### Source extract
# Soccer headlines I didn't even know about!



## turey22 (Jul 30, 2007)

http://www.cnn.com/2009/SPORT/football/06/09/spain.real.kaka.ronaldo/index.html

I was shocked when I read this and especially the one about Cristiano Ronaldo. I think that it will be a bad move for Kaka.

http://www.cnn.com/2009/SPORT/football/06/08/transfer.targets/index.html

The 20 most wanted footballers


----------



## Ira Lacher (Apr 24, 2002)

Hah! Real can have the world's greatest crybaby! Viva Barca!


----------



## turey22 (Jul 30, 2007)

Lol, Barca played really good this year. I will have to give it up to them and I am happy they won both La Liga and Champions League. Now, ronaldo is a cry baby but Kaka isn't. I don't think i've ever read an article where he is crying about something or when playing.


----------



## DawgLink (Nov 5, 2006)

That money is just sick

wow


----------



## turey22 (Jul 30, 2007)

He is sold!!!



> Manchester United have accepted an £80m ($131.6m or €93.9m) offer from Real Madrid for Cristiano Ronaldo.


http://soccernet.espn.go.com/news/story?id=654097&sec=transfers&cc=5901


----------



## Chandu (Oct 3, 2005)

DawgLink said:


> That money is just sick
> 
> wow


Yes, that's saying something especially in this economy.

With the way things are going, like media such as Setanta going under, I would expect valuations of clubs, players, transfer fees etc. to flatten out. Maybe transfer fees will be lagging indicators and by winter transfer market, things might get very quiet. Scottish league is already very worried about their survival due to Setanta greed fallout. Anyone willing to bet that in the next few months a mid to low profile English Premiership club might face survival risk due to this cycle of greed?


----------



## dhines (Aug 16, 2006)

Chandu said:


> Yes, that's saying something especially in this economy.
> 
> With the way things are going, like media such as Setanta going under, I would expect valuations of clubs, players, transfer fees etc. to flatten out. Maybe transfer fees will be lagging indicators and by winter transfer market, things might get very quiet. Scottish league is already very worried about their survival due to Setanta greed fallout. Anyone willing to bet that in the next few months a mid to low profile English Premiership club might face survival risk due to this cycle of greed?

[Labeled-object pointing entries]
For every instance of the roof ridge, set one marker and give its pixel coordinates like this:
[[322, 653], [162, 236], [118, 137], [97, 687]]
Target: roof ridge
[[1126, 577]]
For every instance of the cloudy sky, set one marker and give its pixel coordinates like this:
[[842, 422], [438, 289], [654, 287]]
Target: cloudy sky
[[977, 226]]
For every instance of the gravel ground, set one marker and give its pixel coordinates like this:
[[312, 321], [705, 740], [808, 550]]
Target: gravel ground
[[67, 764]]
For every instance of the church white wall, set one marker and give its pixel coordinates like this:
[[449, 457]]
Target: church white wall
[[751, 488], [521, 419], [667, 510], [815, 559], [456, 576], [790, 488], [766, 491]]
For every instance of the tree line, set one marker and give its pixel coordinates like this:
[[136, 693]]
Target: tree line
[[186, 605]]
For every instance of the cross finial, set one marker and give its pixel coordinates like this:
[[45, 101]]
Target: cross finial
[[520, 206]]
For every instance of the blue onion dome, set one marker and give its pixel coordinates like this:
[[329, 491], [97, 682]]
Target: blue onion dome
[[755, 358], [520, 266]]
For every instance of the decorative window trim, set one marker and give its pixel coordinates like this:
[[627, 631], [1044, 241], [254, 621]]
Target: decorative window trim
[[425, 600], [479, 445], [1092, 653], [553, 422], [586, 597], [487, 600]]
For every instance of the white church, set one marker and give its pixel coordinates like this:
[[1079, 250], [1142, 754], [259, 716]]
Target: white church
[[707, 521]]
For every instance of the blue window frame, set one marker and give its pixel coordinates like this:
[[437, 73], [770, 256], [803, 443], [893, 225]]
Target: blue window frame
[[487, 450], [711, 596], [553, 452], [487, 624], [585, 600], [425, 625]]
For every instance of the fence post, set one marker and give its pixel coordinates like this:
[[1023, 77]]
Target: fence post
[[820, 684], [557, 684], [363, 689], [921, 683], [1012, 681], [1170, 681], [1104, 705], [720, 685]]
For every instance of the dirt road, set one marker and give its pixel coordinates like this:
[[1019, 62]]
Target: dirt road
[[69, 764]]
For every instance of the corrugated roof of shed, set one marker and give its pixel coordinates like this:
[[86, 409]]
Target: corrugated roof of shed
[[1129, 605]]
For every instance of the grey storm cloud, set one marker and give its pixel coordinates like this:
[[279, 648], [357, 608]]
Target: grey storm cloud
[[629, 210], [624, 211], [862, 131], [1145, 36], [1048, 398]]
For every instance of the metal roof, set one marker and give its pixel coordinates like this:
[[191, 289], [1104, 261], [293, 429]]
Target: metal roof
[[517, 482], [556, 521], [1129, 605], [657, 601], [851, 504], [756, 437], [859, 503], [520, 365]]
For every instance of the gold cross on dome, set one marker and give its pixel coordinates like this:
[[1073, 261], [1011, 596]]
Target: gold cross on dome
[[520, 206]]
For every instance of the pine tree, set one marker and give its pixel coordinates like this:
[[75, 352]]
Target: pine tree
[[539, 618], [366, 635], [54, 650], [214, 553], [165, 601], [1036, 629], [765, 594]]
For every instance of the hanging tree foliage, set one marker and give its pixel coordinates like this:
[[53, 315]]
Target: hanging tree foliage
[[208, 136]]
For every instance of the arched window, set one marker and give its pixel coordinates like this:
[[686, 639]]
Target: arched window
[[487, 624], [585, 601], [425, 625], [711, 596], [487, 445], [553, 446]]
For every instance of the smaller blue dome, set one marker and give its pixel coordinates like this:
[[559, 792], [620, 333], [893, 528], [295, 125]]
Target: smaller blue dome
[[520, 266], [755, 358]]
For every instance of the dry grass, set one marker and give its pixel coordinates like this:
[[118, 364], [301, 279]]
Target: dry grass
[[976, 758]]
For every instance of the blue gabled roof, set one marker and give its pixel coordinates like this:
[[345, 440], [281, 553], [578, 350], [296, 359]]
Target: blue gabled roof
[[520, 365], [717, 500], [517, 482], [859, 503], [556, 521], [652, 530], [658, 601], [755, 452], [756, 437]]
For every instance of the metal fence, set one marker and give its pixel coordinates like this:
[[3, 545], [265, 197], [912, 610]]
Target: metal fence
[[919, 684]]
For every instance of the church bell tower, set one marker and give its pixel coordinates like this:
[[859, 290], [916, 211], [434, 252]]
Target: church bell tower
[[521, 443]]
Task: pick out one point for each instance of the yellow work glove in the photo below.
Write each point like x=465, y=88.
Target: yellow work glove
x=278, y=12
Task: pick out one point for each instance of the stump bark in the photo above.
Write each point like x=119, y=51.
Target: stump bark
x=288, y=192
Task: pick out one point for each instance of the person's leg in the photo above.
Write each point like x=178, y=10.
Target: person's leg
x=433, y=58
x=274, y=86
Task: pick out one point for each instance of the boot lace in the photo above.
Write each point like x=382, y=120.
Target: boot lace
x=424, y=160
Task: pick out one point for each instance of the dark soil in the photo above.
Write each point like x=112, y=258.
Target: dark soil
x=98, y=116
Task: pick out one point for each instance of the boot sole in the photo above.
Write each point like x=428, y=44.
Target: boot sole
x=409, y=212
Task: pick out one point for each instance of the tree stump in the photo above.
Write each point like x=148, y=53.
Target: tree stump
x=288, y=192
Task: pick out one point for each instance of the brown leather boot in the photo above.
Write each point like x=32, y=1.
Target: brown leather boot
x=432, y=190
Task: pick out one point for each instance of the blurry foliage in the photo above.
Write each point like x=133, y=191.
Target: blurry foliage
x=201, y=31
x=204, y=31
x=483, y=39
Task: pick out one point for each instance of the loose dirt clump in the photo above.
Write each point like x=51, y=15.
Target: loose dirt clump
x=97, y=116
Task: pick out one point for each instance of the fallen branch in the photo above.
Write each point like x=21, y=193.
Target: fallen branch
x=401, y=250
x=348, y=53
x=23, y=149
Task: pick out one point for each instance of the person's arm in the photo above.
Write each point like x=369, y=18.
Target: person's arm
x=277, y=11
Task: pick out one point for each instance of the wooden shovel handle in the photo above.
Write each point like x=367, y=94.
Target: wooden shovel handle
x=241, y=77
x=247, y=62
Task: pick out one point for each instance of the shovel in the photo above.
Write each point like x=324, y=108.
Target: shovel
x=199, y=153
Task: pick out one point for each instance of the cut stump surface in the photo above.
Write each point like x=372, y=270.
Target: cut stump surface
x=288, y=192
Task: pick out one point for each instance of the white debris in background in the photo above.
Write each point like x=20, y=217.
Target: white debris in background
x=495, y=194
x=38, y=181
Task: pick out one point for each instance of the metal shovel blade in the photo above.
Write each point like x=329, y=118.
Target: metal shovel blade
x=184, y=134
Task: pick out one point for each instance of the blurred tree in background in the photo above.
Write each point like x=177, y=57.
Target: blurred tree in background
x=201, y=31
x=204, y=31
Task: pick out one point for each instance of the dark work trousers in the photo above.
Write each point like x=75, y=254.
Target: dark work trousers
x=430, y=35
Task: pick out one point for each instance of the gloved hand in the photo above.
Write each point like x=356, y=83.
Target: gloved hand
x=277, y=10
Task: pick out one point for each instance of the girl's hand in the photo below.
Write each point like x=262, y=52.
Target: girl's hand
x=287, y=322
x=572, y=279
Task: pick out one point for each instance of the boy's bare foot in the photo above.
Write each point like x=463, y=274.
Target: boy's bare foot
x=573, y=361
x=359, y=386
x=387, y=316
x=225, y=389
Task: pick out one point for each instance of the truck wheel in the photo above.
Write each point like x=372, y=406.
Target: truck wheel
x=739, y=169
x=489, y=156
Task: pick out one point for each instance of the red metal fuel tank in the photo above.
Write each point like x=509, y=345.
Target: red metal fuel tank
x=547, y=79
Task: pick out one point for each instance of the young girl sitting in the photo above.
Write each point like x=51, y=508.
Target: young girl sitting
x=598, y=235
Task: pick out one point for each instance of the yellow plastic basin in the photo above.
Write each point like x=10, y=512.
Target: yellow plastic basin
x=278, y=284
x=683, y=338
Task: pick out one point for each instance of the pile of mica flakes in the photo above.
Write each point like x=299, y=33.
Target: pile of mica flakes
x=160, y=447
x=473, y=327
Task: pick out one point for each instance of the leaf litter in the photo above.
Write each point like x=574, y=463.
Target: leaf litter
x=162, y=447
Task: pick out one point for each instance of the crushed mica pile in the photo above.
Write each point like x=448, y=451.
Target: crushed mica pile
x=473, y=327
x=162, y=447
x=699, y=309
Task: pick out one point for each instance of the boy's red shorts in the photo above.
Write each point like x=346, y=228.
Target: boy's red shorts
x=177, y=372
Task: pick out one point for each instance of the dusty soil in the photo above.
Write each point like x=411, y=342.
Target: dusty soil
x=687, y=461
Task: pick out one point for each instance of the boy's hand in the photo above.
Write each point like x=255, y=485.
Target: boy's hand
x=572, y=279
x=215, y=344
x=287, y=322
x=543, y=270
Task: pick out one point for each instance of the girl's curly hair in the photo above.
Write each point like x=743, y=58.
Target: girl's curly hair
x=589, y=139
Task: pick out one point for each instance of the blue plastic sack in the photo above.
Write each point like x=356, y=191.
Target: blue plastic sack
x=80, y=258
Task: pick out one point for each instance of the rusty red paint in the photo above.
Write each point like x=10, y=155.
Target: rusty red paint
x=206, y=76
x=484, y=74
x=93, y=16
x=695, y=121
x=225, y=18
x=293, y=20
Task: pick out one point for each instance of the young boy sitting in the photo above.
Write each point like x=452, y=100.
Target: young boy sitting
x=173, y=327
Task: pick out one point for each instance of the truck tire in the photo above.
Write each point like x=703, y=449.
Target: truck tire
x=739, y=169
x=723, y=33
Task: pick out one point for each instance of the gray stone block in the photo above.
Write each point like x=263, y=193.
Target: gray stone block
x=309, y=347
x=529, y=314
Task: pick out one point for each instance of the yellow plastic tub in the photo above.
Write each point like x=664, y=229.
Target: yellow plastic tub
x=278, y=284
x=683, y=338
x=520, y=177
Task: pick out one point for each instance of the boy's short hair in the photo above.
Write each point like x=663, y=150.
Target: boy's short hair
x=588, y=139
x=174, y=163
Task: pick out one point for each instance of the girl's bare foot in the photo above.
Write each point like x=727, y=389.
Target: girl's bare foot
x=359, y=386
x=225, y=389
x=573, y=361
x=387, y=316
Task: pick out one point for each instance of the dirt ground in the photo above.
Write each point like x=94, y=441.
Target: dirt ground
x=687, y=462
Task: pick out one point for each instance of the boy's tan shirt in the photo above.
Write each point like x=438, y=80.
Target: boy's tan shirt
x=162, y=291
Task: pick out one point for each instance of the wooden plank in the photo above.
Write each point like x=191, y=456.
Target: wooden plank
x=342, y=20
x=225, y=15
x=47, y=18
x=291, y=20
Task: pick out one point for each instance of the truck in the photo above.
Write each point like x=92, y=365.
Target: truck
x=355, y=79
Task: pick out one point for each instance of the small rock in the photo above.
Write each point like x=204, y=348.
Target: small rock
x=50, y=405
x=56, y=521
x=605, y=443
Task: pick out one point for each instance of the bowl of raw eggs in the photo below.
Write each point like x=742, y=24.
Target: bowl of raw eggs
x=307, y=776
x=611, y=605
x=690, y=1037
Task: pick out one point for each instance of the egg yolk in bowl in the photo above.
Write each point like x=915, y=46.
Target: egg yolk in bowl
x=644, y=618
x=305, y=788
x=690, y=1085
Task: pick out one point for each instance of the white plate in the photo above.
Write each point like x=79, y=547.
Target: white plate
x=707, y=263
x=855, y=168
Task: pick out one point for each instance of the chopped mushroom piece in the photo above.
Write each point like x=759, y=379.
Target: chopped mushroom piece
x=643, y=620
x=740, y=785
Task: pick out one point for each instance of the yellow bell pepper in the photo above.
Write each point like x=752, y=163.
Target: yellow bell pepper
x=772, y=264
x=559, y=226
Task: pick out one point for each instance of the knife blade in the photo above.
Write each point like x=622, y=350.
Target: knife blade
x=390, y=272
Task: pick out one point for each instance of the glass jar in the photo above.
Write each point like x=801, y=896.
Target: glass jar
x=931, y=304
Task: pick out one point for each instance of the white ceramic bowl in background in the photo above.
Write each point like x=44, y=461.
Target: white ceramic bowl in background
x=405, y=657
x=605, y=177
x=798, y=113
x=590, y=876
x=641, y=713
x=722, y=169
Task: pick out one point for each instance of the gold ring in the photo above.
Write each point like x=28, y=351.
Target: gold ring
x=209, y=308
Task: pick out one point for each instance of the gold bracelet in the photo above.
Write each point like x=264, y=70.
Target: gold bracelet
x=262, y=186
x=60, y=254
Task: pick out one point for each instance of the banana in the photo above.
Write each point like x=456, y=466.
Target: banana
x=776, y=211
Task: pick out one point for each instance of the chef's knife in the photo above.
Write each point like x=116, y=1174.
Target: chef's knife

### Tasks to complete
• 1. For each statement, say yes or no as to whether it agrees with the soccer thread, and quote the words of the thread that decide it. (a) Manchester United accepted an £80m offer from Real Madrid for Cristiano Ronaldo. (b) turey22 calls Kaka a crybaby. (c) Chandu expects transfer fees to keep climbing.
• 2. Pick up the soccer thread after its final line and keep it going.

### Task answers
• 1.
(a) Yes: "Manchester United have accepted an £80m ($131.6m or €93.9m) offer from Real Madrid for Cristiano Ronaldo."
(b) No: "Now, ronaldo is a cry baby but Kaka isn't."
(c) No: "I would expect valuations of clubs, players, transfer fees etc. to flatten out."

• 2.
whats with the greed theme? setanta is dying because they positioned themself incorrectly . . . how can a channel have no path to HD, yet expect people to pay $15 for the channel? bad business moves get teams in trouble, not greed.


----------



## Chandu (Oct 3, 2005)

dhines said:


> whats with the greed theme? setanta is dying because they positioned themself incorrectly . . . how can a channel have no path to HD, yet expect people to pay $15 for the channel? bad business moves get teams in trouble, not greed.




Huh?? Are you seriously telling me with a straight face that all these big media guys (Setanta, Sky, ESPN ...) or big football owners (Malcolm Glazer, Roman Abramovich, Silvio Berlusconi ...) are not driven by greed?

Heck, couple of years ago the Real Madrid owners and their media partner in crime guys were so greedy; they were refusing to even allow transmission of matches involving Real Madrid anywhere in the world. They had an enforced blackout due to some crappy ongoing lawsuit, that even people in Spain couldn't watch Real Madrid playing for 2-3 weeks. Talk about wanting to bite the hand that feeds you.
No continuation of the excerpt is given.